[Available data]

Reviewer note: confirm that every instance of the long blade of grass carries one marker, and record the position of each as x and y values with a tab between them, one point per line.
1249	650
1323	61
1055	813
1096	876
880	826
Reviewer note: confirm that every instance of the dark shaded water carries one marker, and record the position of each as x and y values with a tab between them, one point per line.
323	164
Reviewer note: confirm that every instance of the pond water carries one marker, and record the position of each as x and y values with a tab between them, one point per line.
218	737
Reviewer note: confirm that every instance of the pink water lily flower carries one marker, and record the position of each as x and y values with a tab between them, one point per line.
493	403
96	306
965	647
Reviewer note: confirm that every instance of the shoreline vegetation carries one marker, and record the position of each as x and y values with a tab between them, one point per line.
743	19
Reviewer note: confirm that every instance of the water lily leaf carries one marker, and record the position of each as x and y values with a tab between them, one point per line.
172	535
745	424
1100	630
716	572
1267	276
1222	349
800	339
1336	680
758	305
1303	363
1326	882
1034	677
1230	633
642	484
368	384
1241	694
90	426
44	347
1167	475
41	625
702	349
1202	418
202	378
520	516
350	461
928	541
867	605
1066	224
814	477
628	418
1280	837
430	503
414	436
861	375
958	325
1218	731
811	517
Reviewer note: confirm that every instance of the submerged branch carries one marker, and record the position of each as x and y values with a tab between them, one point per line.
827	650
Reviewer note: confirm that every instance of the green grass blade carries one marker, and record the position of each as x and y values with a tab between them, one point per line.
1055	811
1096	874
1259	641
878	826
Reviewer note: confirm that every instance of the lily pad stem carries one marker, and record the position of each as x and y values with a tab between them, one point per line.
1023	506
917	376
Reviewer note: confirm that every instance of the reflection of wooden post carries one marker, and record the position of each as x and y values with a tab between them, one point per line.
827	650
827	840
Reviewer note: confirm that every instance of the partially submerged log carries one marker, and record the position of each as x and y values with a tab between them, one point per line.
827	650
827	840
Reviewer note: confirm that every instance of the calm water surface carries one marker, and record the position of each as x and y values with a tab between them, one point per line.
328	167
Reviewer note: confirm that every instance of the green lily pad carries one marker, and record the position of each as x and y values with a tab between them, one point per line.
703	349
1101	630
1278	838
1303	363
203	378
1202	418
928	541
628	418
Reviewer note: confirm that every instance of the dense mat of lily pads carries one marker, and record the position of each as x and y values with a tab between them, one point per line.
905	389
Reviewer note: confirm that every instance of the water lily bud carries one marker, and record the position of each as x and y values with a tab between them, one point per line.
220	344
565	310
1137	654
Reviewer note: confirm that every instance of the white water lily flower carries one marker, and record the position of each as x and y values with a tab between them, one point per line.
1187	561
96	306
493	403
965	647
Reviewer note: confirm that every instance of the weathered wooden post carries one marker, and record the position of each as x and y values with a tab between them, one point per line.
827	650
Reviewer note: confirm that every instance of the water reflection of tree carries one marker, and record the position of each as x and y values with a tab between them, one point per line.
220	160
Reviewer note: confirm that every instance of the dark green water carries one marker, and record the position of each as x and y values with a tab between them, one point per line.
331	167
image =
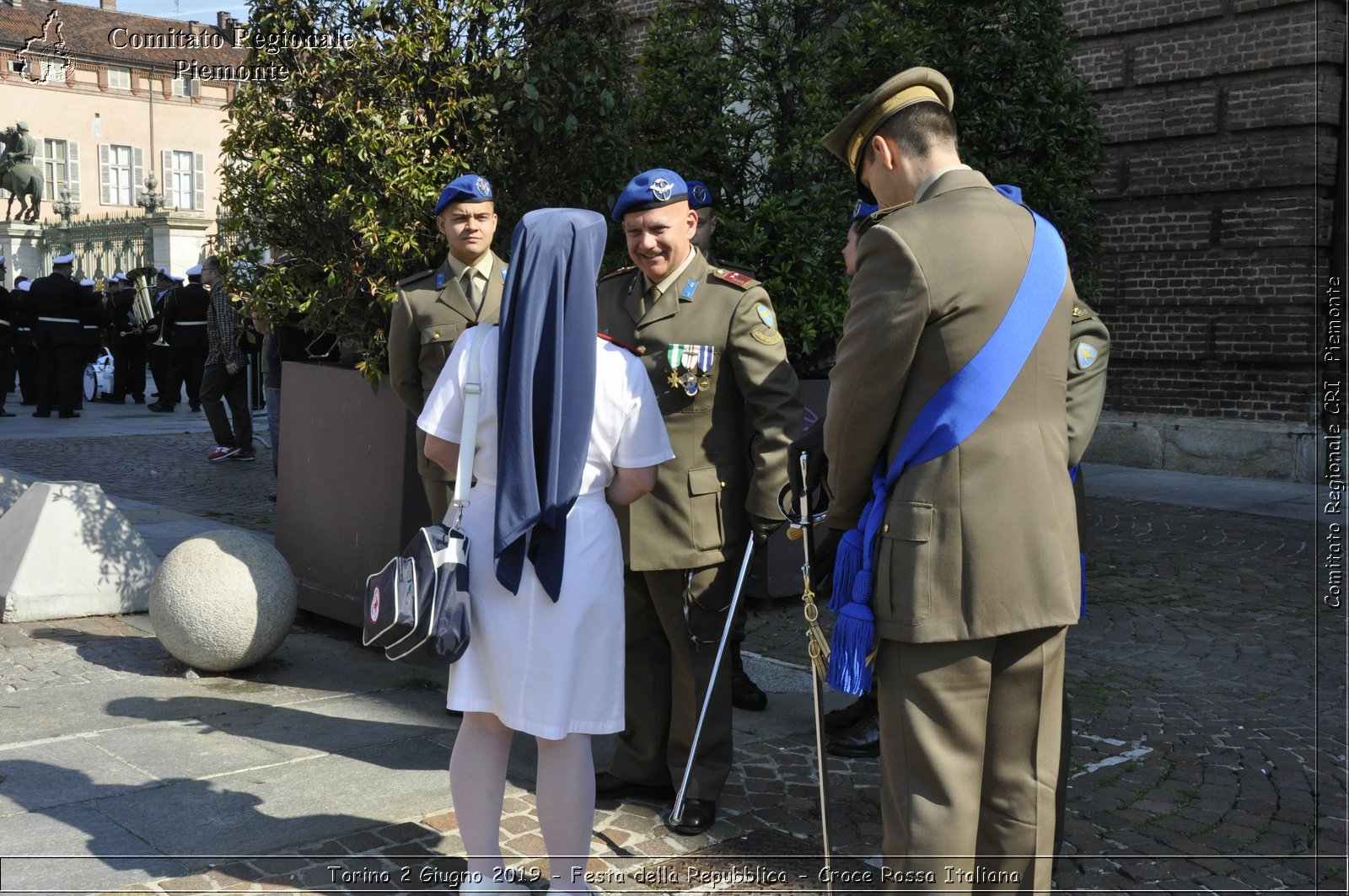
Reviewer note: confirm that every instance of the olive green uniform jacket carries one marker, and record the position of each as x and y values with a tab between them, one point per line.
982	540
703	496
422	328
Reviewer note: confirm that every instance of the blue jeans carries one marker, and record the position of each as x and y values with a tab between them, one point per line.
273	400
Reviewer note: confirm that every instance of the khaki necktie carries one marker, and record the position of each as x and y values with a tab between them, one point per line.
474	300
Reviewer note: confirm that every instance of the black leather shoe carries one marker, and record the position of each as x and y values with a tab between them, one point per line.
610	787
863	740
745	694
698	817
842	720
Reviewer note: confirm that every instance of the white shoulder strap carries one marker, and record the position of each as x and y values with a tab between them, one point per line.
469	431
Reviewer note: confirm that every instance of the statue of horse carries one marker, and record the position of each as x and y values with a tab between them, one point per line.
24	180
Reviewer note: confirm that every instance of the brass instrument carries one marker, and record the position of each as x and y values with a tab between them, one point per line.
143	303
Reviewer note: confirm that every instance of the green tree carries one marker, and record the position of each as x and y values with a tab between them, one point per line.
339	165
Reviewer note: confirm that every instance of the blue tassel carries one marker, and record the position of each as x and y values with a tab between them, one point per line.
854	637
847	564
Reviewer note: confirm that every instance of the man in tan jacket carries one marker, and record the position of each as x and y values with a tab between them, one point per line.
977	570
710	343
435	307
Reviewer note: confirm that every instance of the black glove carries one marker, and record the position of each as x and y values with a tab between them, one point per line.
762	527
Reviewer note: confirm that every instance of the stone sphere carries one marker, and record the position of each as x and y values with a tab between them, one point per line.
223	599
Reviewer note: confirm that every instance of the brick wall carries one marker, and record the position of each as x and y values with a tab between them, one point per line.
1220	119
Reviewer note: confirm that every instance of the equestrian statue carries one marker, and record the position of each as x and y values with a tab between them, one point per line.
19	174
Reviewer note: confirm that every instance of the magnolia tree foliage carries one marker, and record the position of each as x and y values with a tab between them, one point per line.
339	166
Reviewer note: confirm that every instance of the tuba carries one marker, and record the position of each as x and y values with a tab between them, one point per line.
143	304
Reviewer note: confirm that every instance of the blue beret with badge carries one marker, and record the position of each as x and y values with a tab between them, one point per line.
698	195
470	188
648	190
863	209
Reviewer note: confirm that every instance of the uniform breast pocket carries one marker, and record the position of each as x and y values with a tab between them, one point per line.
904	561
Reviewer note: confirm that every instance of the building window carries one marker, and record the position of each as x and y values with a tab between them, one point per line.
185	180
121	173
61	166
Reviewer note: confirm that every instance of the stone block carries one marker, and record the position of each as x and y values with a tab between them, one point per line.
67	550
223	601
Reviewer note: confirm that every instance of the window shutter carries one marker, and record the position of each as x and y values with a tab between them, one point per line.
73	169
105	174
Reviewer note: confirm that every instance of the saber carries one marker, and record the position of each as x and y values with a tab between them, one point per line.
678	810
818	648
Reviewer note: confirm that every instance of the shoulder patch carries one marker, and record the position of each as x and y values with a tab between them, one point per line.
413	278
735	278
766	336
622	270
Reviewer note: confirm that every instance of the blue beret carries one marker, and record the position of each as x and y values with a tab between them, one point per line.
699	196
651	189
470	188
863	209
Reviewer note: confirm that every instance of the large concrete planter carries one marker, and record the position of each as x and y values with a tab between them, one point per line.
348	496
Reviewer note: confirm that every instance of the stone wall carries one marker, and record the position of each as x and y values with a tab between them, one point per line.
1221	121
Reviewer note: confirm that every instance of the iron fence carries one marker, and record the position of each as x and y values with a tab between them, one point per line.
105	246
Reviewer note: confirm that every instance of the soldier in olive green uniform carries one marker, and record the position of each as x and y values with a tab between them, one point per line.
436	307
975	577
710	343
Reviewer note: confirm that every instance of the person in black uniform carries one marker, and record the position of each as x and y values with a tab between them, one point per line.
159	350
58	307
24	354
127	343
6	343
188	341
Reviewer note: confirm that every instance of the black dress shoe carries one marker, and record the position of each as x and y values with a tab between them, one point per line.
610	787
863	740
842	720
698	817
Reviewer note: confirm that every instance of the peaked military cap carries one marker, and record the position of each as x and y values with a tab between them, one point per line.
469	188
651	189
860	126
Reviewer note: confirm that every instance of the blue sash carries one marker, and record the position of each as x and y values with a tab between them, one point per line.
944	421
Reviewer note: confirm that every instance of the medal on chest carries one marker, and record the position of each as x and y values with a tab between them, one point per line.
691	368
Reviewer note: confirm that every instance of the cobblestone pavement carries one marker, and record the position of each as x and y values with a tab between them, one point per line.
1207	691
169	469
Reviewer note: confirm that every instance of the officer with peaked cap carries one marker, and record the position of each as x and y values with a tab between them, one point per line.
60	305
710	343
975	568
435	307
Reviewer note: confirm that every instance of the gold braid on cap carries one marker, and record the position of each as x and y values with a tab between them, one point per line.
908	96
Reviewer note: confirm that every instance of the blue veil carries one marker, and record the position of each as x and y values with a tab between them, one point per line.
546	388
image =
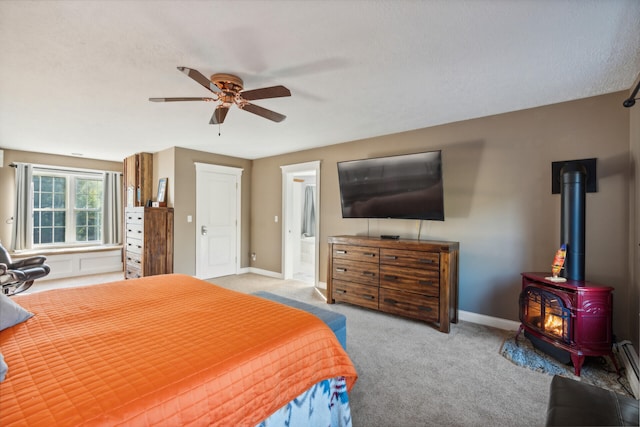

[/Available data]

Work instruction:
Please write out the lines above, beginning at the line with "Reviewer note: confirm that every instance of the blue veil" and ending at the last line of the records, exactly as they appear and without pictures.

Response:
Reviewer note: confirm that every instance of the blue veil carries one marker, and record the position of each as x and y values with a tab between them, one point per line.
546	388
image =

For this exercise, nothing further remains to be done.